§ **Exercise description**
Word for word, repeat all of the entries below.

§ **Records drawn from a dataset**
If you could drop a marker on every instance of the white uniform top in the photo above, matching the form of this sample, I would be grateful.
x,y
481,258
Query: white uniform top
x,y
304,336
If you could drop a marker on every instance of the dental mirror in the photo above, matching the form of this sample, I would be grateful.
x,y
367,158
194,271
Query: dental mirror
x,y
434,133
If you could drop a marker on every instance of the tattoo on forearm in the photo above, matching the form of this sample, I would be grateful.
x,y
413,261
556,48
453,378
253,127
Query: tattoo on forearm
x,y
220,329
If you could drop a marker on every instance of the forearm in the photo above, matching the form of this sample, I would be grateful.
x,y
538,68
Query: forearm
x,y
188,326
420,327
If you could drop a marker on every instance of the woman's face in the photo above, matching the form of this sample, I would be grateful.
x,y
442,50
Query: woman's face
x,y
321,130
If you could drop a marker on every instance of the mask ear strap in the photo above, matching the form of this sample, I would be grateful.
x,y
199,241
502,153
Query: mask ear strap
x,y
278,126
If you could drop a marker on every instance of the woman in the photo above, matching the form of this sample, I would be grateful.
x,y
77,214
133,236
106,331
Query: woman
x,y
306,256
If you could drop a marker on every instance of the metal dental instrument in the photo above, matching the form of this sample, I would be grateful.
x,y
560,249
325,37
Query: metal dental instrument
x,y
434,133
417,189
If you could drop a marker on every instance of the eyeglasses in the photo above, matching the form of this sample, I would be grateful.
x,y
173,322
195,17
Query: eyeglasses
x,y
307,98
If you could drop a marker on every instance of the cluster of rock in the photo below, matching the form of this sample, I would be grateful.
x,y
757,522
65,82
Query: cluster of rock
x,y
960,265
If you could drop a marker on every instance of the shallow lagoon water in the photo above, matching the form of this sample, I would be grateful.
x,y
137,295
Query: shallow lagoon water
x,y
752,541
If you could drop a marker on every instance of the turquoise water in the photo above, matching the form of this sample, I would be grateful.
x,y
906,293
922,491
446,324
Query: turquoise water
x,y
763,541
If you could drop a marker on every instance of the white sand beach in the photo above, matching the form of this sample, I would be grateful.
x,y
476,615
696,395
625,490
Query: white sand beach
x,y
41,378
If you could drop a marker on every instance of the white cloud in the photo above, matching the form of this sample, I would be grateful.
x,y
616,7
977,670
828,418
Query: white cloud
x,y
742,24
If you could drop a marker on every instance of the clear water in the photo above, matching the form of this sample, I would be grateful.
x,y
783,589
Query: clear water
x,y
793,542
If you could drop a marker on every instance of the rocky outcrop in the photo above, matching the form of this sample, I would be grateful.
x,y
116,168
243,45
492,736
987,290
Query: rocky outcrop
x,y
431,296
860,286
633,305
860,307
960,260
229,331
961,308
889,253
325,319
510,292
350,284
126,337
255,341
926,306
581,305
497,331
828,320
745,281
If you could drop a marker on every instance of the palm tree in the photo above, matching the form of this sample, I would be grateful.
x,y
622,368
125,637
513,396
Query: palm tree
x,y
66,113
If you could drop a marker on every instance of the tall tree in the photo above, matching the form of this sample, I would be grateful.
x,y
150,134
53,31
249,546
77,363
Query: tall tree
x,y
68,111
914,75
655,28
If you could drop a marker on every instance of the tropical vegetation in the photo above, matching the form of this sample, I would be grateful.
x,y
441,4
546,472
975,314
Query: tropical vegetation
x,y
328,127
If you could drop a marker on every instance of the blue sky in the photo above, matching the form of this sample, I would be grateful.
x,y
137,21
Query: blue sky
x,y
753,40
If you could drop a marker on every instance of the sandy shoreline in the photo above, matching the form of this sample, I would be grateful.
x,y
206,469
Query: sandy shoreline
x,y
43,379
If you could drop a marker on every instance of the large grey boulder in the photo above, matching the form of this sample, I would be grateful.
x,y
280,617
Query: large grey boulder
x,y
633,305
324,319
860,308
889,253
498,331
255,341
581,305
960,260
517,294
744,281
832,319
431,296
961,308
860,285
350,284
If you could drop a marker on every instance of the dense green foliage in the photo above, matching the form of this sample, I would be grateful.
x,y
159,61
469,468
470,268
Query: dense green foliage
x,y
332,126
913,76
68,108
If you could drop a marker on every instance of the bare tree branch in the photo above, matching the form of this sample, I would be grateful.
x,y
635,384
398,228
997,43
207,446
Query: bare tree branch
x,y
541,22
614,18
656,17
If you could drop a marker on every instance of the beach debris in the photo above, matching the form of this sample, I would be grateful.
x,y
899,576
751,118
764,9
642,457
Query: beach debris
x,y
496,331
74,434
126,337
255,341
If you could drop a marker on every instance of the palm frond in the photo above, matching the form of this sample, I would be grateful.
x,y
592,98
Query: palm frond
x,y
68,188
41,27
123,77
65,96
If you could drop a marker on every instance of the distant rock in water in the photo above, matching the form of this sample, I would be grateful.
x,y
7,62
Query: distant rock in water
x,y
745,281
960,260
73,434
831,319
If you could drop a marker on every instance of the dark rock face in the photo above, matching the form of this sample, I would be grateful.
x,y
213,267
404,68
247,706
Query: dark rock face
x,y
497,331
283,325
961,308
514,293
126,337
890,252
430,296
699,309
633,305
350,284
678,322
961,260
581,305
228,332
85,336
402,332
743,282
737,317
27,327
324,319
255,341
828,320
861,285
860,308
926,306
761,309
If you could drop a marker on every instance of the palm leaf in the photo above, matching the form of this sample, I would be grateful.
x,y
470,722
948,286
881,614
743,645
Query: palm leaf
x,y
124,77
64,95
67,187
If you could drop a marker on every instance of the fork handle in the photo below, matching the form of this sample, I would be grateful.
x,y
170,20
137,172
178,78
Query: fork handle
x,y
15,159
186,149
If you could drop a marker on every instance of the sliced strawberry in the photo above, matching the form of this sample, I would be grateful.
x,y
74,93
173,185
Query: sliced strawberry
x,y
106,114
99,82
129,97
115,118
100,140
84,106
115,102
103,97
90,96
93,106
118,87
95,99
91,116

§ **Written answer**
If you could drop a marker on every instance of the white uniform top in the photo above, matching the form of this sample, I would be grateful.
x,y
481,258
Query: white uniform top
x,y
304,336
If you could drop a marker on every instance of the dental mirror in the photo above, matching the form of this sample, I would be grateful.
x,y
367,158
194,271
Query: dental mirror
x,y
434,133
If you could drop a marker on every instance of the tattoo on forearm in the photo above, matching the form of this sample, I would be grateful.
x,y
413,261
556,48
453,378
253,127
Query: tattoo on forearm
x,y
220,329
If you could drop a marker on every instance of the forearm in the photo above, matching the form of this sample, I would be grateful.
x,y
538,68
Query: forearm
x,y
188,326
420,327
If you could drop a marker on every instance of the woman's face in the photo above, matching the form of this sample, I would be grateful.
x,y
442,50
Query: woman's face
x,y
321,130
If you could drop a marker on every instance of the mask ear strap in the photo above, matching the form of this sample, I would be grateful.
x,y
199,241
502,153
Query: mask ear strap
x,y
278,126
If you could drop a marker on every instance of the woman in the photo above, matching the form of this sample, I would be grateful.
x,y
77,214
133,236
106,331
Query: woman
x,y
306,256
If you could drop a marker on every instance of the metal dental instrument in the photo above, matching the form of this sample, I would be grateful.
x,y
560,249
325,37
Query: metal dental instrument
x,y
434,133
417,189
If you could drop a marker on every instance of the eyeglasses in the photo above, matching the form of this sample, I would be grateful.
x,y
173,322
195,17
Query: eyeglasses
x,y
307,98
If you could drop a marker on every instance of the cluster of rock in the photo below, matching the form of this sample, I would be grateful.
x,y
757,522
65,82
Query: cluster of rock
x,y
960,265
If you could drop a marker on every instance of the shallow lagoon water in the photo above, matching the form of this sample, I would be grateful.
x,y
137,295
Query: shallow lagoon water
x,y
752,541
If you could drop a marker on every instance of the turquoise water in the photo above, matching the form of this sample, I would be grateful.
x,y
906,293
922,491
446,324
Query: turquoise water
x,y
763,541
If you could drop a marker on every instance of the white sand beach in the photo above, matching the form of this sample, I would be grateful.
x,y
476,615
696,395
625,490
Query: white sand beach
x,y
41,378
If you could drop a marker on every instance of the white cloud in the photo above, matching the form of this sample, I would be grateful.
x,y
616,7
977,670
828,418
Query: white cloud
x,y
742,24
If you could drop a marker on every instance of the clear water in the photo above, matching the form of this sample, I would be grateful.
x,y
783,589
Query: clear water
x,y
793,542
If you could drop a marker on every instance of the rocky outcrop in the photo above, matching the form of this sample, I would be grateful.
x,y
116,168
243,45
492,736
987,290
Query: rocky outcrop
x,y
431,296
860,286
633,305
860,307
960,260
229,331
961,308
889,253
325,319
510,292
350,284
126,337
255,341
926,306
581,305
497,331
828,320
745,281
If you could drop a marker on every instance of the palm tree in the photo above, matching the form of this sample, I would be grateful.
x,y
622,368
125,637
513,396
Query: palm tree
x,y
66,113
If you could drop a marker on every instance of the tall tree in the photo above, matching the form of this sample, I would be grateful.
x,y
150,134
53,31
249,546
77,363
Query: tall tree
x,y
68,111
914,75
655,28
If you could drop a marker on every instance of the tropical vegetation in the photo above, matching the form of this sample, I would be grateful.
x,y
441,4
546,472
975,314
Query: tropical vegetation
x,y
328,127
If you could drop a marker on every instance of the blue sky in the photo above, matching the form of this sample, I would be grateful.
x,y
137,21
Query: blue sky
x,y
753,40
If you could drop a marker on every instance of the sandy shoreline in the photo above, matching the form of this sample, I would be grateful.
x,y
206,469
Query: sandy shoreline
x,y
43,379
If you could drop a marker on every instance of the large grey boulder in the photo above, matching the form of this sample, I would be grateful.
x,y
280,617
Query: large grey boulder
x,y
633,305
324,319
860,308
889,253
498,331
255,341
581,305
960,260
517,294
744,281
832,319
431,296
961,308
860,285
350,284
If you could drop a marker on every instance of the dense green foliage in the photo above, matching the form of this sample, I would be grateful.
x,y
159,61
469,468
470,268
Query: dense green foliage
x,y
332,126
913,76
68,108
If you could drop a marker on every instance of the bare tree branch in the photo above, matching the form of this sample, I would be grateful.
x,y
635,384
398,228
997,43
207,446
Query: bare tree branch
x,y
541,22
614,18
656,17
If you could drop a marker on every instance of the beach debris in the photo above, matching the form of this sample, I would be grateful.
x,y
899,576
751,118
764,9
642,457
Query: beach debris
x,y
496,331
74,434
126,337
255,341
If you could drop a marker on every instance of the palm frond in the photo above, matching the form of this sample, I would be grateful.
x,y
592,98
Query: palm frond
x,y
68,188
41,27
123,77
65,96
If you could drop a marker on every instance of the distant rock in water in the photo above, matching the form of this sample, I would be grateful.
x,y
7,62
Query: distant rock in water
x,y
745,281
960,260
73,434
831,319
If you could drop a marker on every instance of the dark rock face in the photo above, matching the form of this sample, I would be grateful.
x,y
213,267
404,68
247,706
Query: dark rock face
x,y
497,331
283,325
961,308
514,293
126,337
890,252
430,296
699,309
633,305
350,284
678,322
961,260
581,305
228,332
85,336
402,332
743,282
737,317
27,327
324,319
255,341
828,320
861,285
860,308
926,306
761,309
If you could drop a marker on every instance of the palm leaf in the photo above, matching the form of this sample, I would be grateful.
x,y
470,722
948,286
881,614
743,645
Query: palm leaf
x,y
124,77
64,95
67,187
If you could drop a marker on every instance of the fork handle in the photo below, matching the form of this sample, I would be grateful.
x,y
170,20
137,172
178,78
Query: fork handle
x,y
15,159
186,149
If you could drop a marker on every instance of the sliced strawberry in the photo above, matching the form of this sample, I would be grateful.
x,y
74,93
173,185
Query: sliced strawberry
x,y
106,114
99,82
129,97
115,118
100,140
84,106
115,102
103,97
90,96
93,106
118,87
95,99
91,116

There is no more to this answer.